- Opening Delimiter -

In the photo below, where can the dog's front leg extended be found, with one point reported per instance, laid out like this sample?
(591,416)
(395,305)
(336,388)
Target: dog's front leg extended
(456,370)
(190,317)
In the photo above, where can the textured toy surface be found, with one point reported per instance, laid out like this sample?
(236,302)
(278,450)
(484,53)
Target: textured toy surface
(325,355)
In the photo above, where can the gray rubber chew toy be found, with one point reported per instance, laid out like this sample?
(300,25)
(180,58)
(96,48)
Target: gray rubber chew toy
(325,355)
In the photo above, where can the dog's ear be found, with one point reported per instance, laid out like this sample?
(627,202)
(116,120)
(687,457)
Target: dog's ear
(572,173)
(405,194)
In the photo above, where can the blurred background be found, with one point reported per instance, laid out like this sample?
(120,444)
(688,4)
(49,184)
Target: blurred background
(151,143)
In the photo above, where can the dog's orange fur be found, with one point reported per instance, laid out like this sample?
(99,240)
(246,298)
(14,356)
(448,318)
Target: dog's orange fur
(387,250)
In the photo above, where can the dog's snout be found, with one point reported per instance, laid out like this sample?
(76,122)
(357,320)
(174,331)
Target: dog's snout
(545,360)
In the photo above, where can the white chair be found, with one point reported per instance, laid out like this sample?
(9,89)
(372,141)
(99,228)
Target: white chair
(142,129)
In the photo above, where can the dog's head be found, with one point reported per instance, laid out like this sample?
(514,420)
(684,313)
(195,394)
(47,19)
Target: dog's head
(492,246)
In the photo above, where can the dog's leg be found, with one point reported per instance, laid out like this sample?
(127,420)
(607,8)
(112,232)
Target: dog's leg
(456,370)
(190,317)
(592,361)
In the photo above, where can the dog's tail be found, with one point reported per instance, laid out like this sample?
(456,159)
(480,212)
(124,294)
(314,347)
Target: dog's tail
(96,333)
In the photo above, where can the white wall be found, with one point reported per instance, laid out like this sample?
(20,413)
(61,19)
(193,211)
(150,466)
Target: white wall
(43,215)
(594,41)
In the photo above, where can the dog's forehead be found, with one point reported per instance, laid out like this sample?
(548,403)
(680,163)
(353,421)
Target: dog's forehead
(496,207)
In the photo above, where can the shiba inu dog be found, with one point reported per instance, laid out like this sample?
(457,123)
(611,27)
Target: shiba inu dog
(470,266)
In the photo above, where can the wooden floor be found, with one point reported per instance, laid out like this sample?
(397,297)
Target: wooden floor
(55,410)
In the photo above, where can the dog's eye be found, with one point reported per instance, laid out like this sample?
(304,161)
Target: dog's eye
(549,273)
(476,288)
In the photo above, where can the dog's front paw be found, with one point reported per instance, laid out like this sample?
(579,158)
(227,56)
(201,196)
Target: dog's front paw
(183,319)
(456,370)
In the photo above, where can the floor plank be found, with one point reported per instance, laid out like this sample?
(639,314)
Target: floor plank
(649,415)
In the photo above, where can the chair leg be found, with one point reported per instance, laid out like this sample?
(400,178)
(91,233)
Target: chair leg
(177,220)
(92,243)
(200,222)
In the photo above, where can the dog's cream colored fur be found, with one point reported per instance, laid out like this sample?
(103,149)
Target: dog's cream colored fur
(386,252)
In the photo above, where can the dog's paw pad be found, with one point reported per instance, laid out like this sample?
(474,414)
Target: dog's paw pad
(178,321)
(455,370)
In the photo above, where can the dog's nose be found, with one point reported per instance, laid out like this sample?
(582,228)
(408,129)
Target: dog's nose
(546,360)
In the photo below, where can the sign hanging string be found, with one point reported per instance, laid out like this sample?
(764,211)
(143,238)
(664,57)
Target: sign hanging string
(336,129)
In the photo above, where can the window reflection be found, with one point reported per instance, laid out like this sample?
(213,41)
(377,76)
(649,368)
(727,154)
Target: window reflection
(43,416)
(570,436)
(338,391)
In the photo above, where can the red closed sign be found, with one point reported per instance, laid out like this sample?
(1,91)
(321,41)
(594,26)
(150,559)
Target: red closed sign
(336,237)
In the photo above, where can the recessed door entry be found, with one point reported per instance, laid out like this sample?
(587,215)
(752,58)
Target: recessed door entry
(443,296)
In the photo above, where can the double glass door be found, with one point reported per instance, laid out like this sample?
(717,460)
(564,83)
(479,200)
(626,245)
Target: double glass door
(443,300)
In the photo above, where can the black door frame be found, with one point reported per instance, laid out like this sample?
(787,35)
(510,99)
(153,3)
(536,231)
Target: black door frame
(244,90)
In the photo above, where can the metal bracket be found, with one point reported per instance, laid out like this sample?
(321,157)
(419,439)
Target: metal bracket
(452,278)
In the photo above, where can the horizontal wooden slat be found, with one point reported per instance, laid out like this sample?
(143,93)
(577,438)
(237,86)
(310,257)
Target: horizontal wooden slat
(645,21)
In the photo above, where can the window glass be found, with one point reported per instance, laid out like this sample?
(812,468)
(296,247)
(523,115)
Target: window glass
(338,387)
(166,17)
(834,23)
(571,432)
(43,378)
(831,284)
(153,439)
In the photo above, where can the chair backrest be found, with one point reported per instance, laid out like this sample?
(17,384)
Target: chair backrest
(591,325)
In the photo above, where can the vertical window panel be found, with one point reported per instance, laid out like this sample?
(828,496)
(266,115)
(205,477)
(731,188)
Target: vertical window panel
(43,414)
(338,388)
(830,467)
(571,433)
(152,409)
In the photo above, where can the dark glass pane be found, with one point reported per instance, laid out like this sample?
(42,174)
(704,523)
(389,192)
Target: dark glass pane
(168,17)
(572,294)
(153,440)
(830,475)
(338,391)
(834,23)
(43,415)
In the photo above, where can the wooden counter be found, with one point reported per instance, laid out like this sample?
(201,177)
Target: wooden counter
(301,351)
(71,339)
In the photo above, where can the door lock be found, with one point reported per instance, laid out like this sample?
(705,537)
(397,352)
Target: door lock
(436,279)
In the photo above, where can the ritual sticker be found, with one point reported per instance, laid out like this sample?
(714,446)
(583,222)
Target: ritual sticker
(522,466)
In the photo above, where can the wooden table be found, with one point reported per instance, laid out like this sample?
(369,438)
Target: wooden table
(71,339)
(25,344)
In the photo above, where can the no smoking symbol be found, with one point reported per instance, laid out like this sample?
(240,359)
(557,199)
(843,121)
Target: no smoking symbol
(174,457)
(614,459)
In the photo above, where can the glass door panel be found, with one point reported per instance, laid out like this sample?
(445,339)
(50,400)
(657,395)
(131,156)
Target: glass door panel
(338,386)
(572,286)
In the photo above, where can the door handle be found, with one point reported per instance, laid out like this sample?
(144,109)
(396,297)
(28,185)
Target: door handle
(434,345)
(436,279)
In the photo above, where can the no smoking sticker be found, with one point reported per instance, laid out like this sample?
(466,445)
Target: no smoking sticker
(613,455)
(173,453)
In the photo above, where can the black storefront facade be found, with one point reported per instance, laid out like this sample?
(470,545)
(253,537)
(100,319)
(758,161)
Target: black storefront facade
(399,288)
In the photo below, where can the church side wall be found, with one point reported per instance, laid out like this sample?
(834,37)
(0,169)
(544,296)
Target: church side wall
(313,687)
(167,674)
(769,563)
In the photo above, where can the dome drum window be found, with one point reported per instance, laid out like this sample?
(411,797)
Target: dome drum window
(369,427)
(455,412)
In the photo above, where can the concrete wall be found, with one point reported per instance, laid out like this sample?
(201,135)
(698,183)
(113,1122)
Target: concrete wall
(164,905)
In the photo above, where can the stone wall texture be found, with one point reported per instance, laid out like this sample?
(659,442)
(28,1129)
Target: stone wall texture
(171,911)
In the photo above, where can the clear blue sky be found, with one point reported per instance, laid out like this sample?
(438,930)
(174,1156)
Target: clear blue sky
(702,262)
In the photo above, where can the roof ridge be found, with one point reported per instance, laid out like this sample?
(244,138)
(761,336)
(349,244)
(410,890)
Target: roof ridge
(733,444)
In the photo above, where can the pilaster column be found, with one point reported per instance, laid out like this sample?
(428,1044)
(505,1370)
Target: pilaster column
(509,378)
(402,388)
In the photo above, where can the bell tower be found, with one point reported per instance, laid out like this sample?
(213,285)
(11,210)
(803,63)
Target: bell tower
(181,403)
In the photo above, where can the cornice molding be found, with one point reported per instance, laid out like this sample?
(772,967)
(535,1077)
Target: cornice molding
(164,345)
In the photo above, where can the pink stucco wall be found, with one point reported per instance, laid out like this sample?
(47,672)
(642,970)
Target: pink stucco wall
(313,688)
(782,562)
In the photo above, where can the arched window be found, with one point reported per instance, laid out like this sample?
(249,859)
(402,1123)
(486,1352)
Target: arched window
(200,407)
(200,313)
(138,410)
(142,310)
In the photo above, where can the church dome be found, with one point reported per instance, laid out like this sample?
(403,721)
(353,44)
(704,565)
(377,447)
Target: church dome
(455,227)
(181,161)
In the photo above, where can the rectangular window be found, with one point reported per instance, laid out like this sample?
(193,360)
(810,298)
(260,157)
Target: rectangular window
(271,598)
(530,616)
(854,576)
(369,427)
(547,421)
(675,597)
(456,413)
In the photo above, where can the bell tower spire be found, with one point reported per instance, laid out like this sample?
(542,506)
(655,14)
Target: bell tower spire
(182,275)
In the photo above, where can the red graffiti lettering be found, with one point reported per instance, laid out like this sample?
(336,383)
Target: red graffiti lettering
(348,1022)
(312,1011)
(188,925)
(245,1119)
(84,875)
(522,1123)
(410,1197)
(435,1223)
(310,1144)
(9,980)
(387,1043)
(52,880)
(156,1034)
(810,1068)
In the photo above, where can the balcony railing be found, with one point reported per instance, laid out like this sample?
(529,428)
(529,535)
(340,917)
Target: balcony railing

- Closing Delimiter -

Aim of the task -
Count each line above with "balcony"; write only the number.

Task output -
2